-- Exercise inputs follows --
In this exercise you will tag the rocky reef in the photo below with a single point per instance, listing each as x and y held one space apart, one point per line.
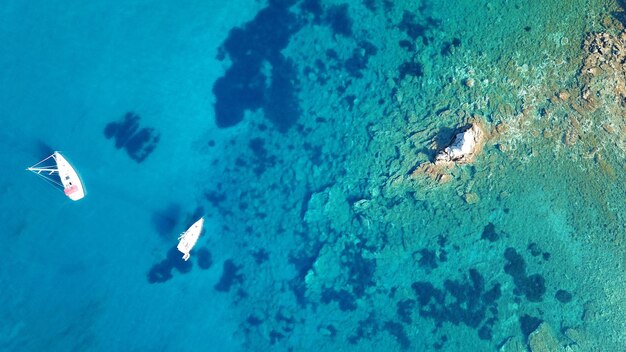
466 145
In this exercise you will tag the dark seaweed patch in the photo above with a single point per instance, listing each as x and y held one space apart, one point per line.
407 45
303 262
360 270
360 57
529 324
416 29
397 331
533 286
370 5
338 19
563 296
366 329
489 233
260 256
410 68
204 258
427 260
404 310
138 142
313 7
162 271
230 276
262 159
461 301
260 76
534 249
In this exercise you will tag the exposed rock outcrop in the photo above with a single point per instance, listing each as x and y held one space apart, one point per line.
464 148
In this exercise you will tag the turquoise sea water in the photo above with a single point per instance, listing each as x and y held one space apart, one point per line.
296 128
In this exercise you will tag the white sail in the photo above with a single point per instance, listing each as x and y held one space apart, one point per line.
61 175
189 238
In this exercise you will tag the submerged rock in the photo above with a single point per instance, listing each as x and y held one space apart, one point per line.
544 340
464 148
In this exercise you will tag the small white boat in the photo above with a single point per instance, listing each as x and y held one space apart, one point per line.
70 183
189 238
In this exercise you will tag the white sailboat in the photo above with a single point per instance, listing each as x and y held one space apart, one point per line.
65 177
189 238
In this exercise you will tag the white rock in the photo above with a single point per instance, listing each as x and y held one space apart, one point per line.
464 147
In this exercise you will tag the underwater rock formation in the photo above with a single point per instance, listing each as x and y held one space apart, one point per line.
464 148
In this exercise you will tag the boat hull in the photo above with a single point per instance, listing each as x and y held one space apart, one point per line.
188 239
72 185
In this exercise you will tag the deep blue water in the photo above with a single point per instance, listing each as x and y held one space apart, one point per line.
296 128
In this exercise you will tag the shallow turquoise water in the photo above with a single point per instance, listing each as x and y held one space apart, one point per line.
294 127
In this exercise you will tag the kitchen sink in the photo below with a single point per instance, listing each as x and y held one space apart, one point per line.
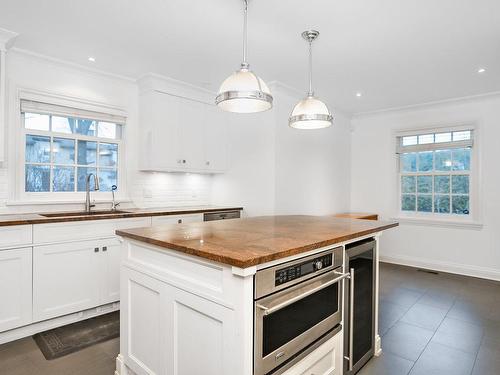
84 213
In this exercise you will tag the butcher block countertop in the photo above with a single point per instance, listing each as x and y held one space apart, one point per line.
253 241
61 217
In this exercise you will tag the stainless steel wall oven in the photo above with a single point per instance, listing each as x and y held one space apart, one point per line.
297 304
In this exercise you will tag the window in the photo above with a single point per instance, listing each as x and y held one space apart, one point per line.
62 146
435 172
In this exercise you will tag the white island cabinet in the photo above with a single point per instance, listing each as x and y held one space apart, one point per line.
191 297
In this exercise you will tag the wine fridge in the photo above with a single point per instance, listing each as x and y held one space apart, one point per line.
359 305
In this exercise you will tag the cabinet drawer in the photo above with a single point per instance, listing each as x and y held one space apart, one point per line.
14 236
325 360
83 230
177 219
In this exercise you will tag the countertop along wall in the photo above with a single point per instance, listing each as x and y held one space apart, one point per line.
-- Exercise inputs concluded --
Print exactly the lines from the one with "In this exercise you will tag the wine" through the end of the data, inclusive.

### Completed exercise
In this exercise you will tag the wine fridge in the photo above with a single point per instance, listing each as x and y held one space apart, one point per line.
359 305
In this exercise you will tag the cabinet drawer in the photo above with a single point per instance, listing each as x and y held one space apart, one point per line.
14 236
325 360
83 230
177 219
In this exercise you will tag the countertop along wall in the photo above with a single point per instance, listing each as x and y held one space apart, one point per line.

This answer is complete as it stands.